* Problem description:
Set each record down exactly, excluding all images.

* Supplied records:
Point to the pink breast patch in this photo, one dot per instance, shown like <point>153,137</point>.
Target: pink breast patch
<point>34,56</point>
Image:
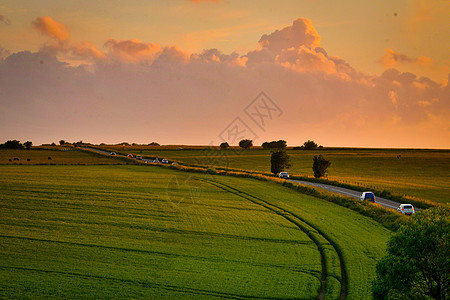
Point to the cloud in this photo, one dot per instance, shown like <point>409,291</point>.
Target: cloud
<point>132,50</point>
<point>392,59</point>
<point>52,28</point>
<point>198,1</point>
<point>3,53</point>
<point>301,33</point>
<point>4,19</point>
<point>155,92</point>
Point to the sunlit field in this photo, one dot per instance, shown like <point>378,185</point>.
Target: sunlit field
<point>128,231</point>
<point>60,155</point>
<point>422,174</point>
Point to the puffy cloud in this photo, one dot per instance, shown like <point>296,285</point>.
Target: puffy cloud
<point>3,53</point>
<point>46,25</point>
<point>301,33</point>
<point>87,50</point>
<point>163,93</point>
<point>305,59</point>
<point>392,59</point>
<point>132,50</point>
<point>4,19</point>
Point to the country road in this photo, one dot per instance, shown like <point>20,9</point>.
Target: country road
<point>347,192</point>
<point>342,191</point>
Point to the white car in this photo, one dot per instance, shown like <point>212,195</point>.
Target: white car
<point>406,209</point>
<point>367,196</point>
<point>283,175</point>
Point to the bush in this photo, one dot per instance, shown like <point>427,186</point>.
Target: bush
<point>279,161</point>
<point>224,145</point>
<point>417,264</point>
<point>12,144</point>
<point>281,144</point>
<point>28,145</point>
<point>246,144</point>
<point>310,145</point>
<point>320,166</point>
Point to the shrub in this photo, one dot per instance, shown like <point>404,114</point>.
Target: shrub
<point>310,145</point>
<point>281,144</point>
<point>224,145</point>
<point>28,145</point>
<point>320,166</point>
<point>279,161</point>
<point>246,144</point>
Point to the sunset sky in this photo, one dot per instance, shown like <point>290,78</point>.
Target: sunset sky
<point>343,73</point>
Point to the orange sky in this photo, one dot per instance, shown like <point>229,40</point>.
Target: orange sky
<point>188,72</point>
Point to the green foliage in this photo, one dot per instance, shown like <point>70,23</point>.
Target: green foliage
<point>11,144</point>
<point>279,161</point>
<point>309,145</point>
<point>320,166</point>
<point>224,145</point>
<point>246,144</point>
<point>28,145</point>
<point>417,264</point>
<point>281,144</point>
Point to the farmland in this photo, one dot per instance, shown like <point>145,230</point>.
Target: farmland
<point>420,174</point>
<point>55,156</point>
<point>115,231</point>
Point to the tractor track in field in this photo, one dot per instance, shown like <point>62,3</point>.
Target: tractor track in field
<point>298,222</point>
<point>185,290</point>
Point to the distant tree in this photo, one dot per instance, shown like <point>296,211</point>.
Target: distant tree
<point>246,144</point>
<point>417,264</point>
<point>310,145</point>
<point>320,166</point>
<point>279,161</point>
<point>224,145</point>
<point>12,144</point>
<point>281,144</point>
<point>28,145</point>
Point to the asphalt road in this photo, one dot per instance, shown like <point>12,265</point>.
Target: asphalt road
<point>351,193</point>
<point>342,191</point>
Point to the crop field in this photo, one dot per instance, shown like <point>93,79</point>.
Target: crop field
<point>116,231</point>
<point>421,174</point>
<point>57,156</point>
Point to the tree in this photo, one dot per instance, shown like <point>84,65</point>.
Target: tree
<point>320,166</point>
<point>12,144</point>
<point>309,145</point>
<point>281,144</point>
<point>246,144</point>
<point>28,145</point>
<point>417,264</point>
<point>279,161</point>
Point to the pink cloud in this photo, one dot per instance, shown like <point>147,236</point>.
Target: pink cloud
<point>52,28</point>
<point>163,93</point>
<point>301,33</point>
<point>392,59</point>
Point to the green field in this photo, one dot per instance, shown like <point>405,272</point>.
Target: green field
<point>58,157</point>
<point>129,231</point>
<point>420,174</point>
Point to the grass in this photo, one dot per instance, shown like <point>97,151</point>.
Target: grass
<point>414,174</point>
<point>58,157</point>
<point>116,231</point>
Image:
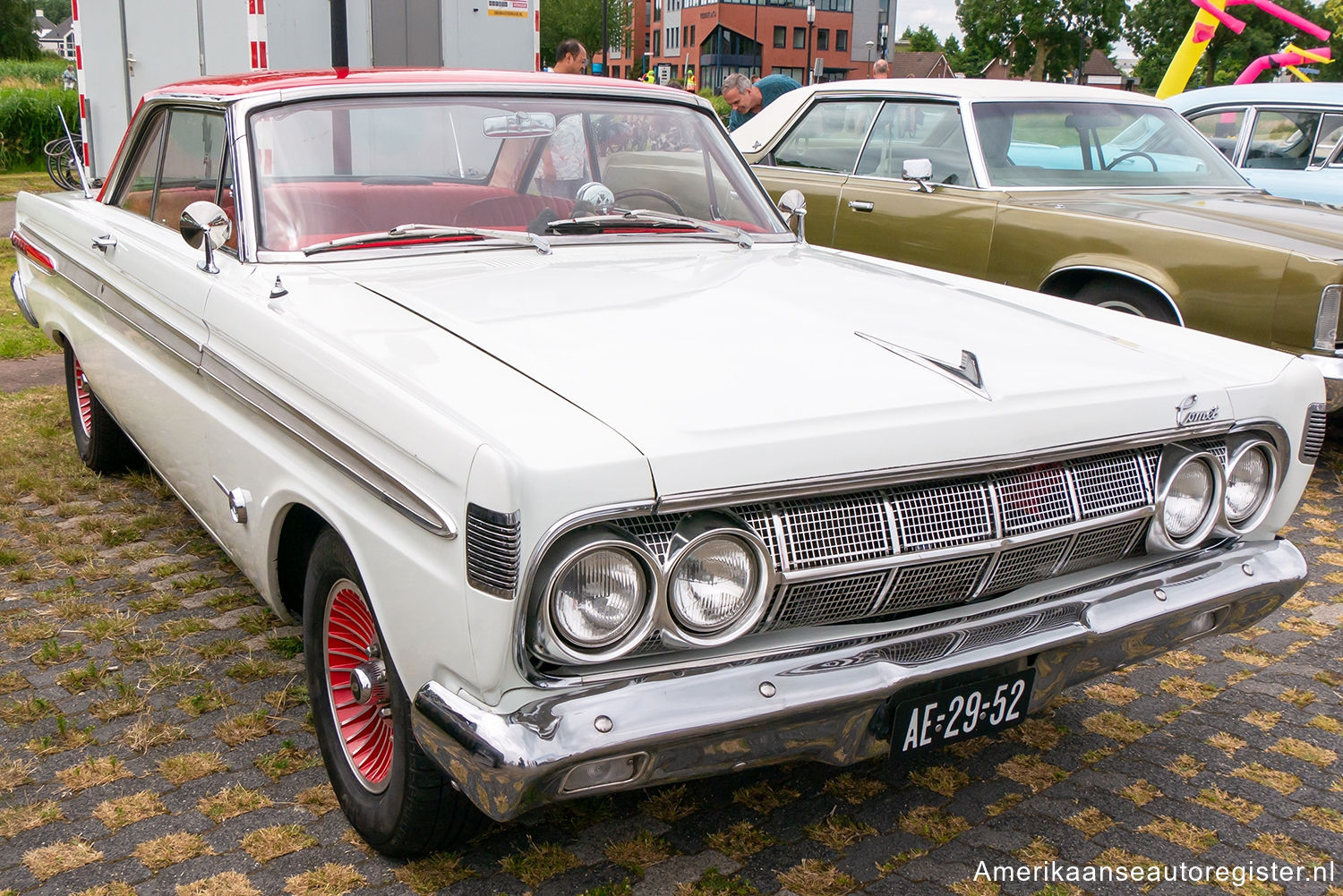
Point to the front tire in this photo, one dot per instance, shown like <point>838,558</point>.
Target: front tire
<point>101,443</point>
<point>392,794</point>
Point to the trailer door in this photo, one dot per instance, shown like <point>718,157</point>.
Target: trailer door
<point>408,32</point>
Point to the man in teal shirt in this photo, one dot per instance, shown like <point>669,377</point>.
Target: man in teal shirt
<point>748,98</point>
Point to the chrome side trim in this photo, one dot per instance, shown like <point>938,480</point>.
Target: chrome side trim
<point>1101,269</point>
<point>363,472</point>
<point>832,704</point>
<point>176,344</point>
<point>187,351</point>
<point>21,297</point>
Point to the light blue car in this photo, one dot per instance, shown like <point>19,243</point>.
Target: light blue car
<point>1283,137</point>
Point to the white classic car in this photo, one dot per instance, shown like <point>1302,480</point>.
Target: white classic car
<point>585,474</point>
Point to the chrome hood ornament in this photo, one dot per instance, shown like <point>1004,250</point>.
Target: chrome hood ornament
<point>966,376</point>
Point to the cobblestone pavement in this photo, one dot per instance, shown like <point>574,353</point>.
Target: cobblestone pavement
<point>156,740</point>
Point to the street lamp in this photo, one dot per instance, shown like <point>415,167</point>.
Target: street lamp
<point>811,21</point>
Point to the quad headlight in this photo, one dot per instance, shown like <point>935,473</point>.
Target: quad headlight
<point>712,585</point>
<point>603,592</point>
<point>598,597</point>
<point>1251,482</point>
<point>1190,488</point>
<point>1189,499</point>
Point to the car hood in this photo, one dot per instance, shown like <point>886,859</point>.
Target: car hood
<point>1307,228</point>
<point>730,367</point>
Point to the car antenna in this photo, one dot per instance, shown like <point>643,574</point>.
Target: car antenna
<point>74,153</point>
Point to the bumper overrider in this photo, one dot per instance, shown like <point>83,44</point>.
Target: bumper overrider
<point>834,703</point>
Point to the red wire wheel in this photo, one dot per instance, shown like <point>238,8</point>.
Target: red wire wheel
<point>85,399</point>
<point>349,640</point>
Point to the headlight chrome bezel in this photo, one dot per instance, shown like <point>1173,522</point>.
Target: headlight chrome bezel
<point>551,638</point>
<point>1174,460</point>
<point>1236,450</point>
<point>690,533</point>
<point>657,614</point>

* Exercise solution:
Point to the pink breast patch in this photo, one dot per instance, shown like <point>153,137</point>.
Target: pink breast patch
<point>34,56</point>
Image:
Point to the cloud in this photo, one dot per instance, shown like <point>409,291</point>.
Target: cloud
<point>132,50</point>
<point>392,59</point>
<point>52,28</point>
<point>198,1</point>
<point>3,53</point>
<point>301,33</point>
<point>4,19</point>
<point>155,92</point>
Point to the sunlit field in this photo, one dot per instance, shown like <point>378,185</point>.
Target: sunlit field
<point>128,231</point>
<point>60,155</point>
<point>422,174</point>
Point to the puffy cloud in this photo, one dot per instance, shown like <point>296,285</point>.
Target: puffy cloud
<point>3,53</point>
<point>46,25</point>
<point>301,33</point>
<point>87,50</point>
<point>163,93</point>
<point>305,59</point>
<point>392,59</point>
<point>132,50</point>
<point>4,19</point>
Point to the country road in this photo, one dot per instance, shown like <point>20,9</point>.
Target: country road
<point>347,192</point>
<point>342,191</point>
Point to the white car in this photo, one dot per instance, shown like <point>212,195</point>.
Target: white car
<point>406,209</point>
<point>367,196</point>
<point>283,175</point>
Point to the bush in this photo, one dot per instance, shown like <point>427,186</point>.
Target: bush
<point>279,161</point>
<point>224,145</point>
<point>417,264</point>
<point>12,144</point>
<point>281,144</point>
<point>28,145</point>
<point>246,144</point>
<point>310,145</point>
<point>320,166</point>
Point to the shrub in this photo, one dot per instance, shown like <point>404,114</point>.
Target: shrub
<point>310,145</point>
<point>281,144</point>
<point>224,145</point>
<point>28,145</point>
<point>320,166</point>
<point>279,161</point>
<point>246,144</point>
Point to the sunset sky in this photo, one dot per instance, shown like <point>290,78</point>.
Target: sunset sky
<point>343,73</point>
Point to the orange sky in this photo, one dot per instance, shown like <point>229,40</point>.
Target: orange sky
<point>188,72</point>
Point to the green foliage in this photo, one dot per instance, shown like <point>70,23</point>.
Target: green foliage
<point>11,144</point>
<point>279,161</point>
<point>309,145</point>
<point>320,166</point>
<point>224,145</point>
<point>246,144</point>
<point>28,145</point>
<point>417,264</point>
<point>281,144</point>
Point to the farmland in this photo, one dot per instance, shown like <point>145,230</point>.
Target: farmland
<point>420,174</point>
<point>55,156</point>
<point>115,231</point>
Point to the tractor track in field in this photo, one dot per instance, shown like <point>62,3</point>.
Target: tractor track in field
<point>298,222</point>
<point>185,290</point>
Point to the distant tree in this photo, one dot per instance, shown like <point>296,211</point>.
Target: distant tree
<point>246,144</point>
<point>417,264</point>
<point>310,145</point>
<point>320,166</point>
<point>279,161</point>
<point>224,145</point>
<point>12,144</point>
<point>281,144</point>
<point>28,145</point>
Point to the asphalt road in this photo, one dot per instance, shown like <point>12,265</point>.
Target: asphalt road
<point>351,193</point>
<point>342,191</point>
Point to the crop field in this photo, one dot per instance, shown like <point>93,79</point>.
Target: crop field
<point>116,231</point>
<point>421,174</point>
<point>57,156</point>
Point to the tree in this photo, one dot per instance, shown like <point>84,65</point>.
Target: tree
<point>320,166</point>
<point>12,144</point>
<point>309,145</point>
<point>281,144</point>
<point>246,144</point>
<point>28,145</point>
<point>417,264</point>
<point>279,161</point>
Point to the pink cloud in this photo, one dot per instance, shown like <point>147,236</point>.
Target: pink cloud
<point>52,28</point>
<point>163,93</point>
<point>301,33</point>
<point>392,59</point>
Point to the green field in this photo, one dot per instance, shown like <point>405,272</point>.
Target: green field
<point>58,157</point>
<point>129,231</point>
<point>420,174</point>
Point to the grass in this photo, one dot per instance, shown like <point>97,151</point>.
Target: grass
<point>414,174</point>
<point>58,157</point>
<point>116,231</point>
Image:
Point to the front tire in this photo, one dot per instance, shown like <point>838,558</point>.
Target: front tire
<point>101,443</point>
<point>392,794</point>
Point to the trailer door in this photo, one dot per instance, shown like <point>718,157</point>.
Target: trailer door
<point>408,32</point>
Point to the man in teal shirt in this photo, one dot per instance, shown like <point>669,377</point>.
Target: man in teal shirt
<point>748,98</point>
Point to the chrome side trim in this photo, one dot per instance, shown like <point>938,480</point>.
Target: chrome side trim
<point>1101,269</point>
<point>363,472</point>
<point>832,704</point>
<point>176,344</point>
<point>187,351</point>
<point>21,297</point>
Point to the light blue car in this photo, one dot per instance, shown like <point>19,243</point>.
Target: light blue car
<point>1283,137</point>
Point to the white classic car in this photo, one dot per instance, shown like <point>1302,480</point>.
Target: white classic car
<point>585,474</point>
Point to the chrome hood ornament in this photo, one dot per instance, shown like <point>1004,250</point>.
Target: chrome hood ornament
<point>966,376</point>
Point to the cobblestone pavement in this photo, one dot per instance, shown like <point>574,353</point>.
Target: cobblestone pavement
<point>156,740</point>
Point to the street lamp in this photo, one dot per instance, shown like <point>415,167</point>.
Target: street lamp
<point>811,21</point>
Point to the quad headlight in this photo, one dot per instance, shown like <point>935,473</point>.
Target: quad headlight
<point>712,585</point>
<point>603,592</point>
<point>598,597</point>
<point>1251,482</point>
<point>1190,488</point>
<point>1189,499</point>
Point to the car hood in this photo, one dot per instance, shown like <point>886,859</point>.
Target: car hood
<point>1307,228</point>
<point>730,367</point>
Point to the car antenna in this photo, one dot per instance, shown like <point>643,574</point>.
Target: car antenna
<point>74,153</point>
Point to the bumper overrider in this photo, one dot per instance, shown like <point>83,44</point>.
Target: bumper overrider
<point>834,703</point>
Point to the red wire wheel in this photo, one dot per instance, shown like <point>238,8</point>.
Target: red wire wheel
<point>85,399</point>
<point>349,640</point>
Point to the headlight chrome bezel in this photo, one dot per instance, shown like <point>1173,522</point>.
Target: headlight chrome bezel
<point>551,638</point>
<point>1174,460</point>
<point>1236,450</point>
<point>690,533</point>
<point>657,614</point>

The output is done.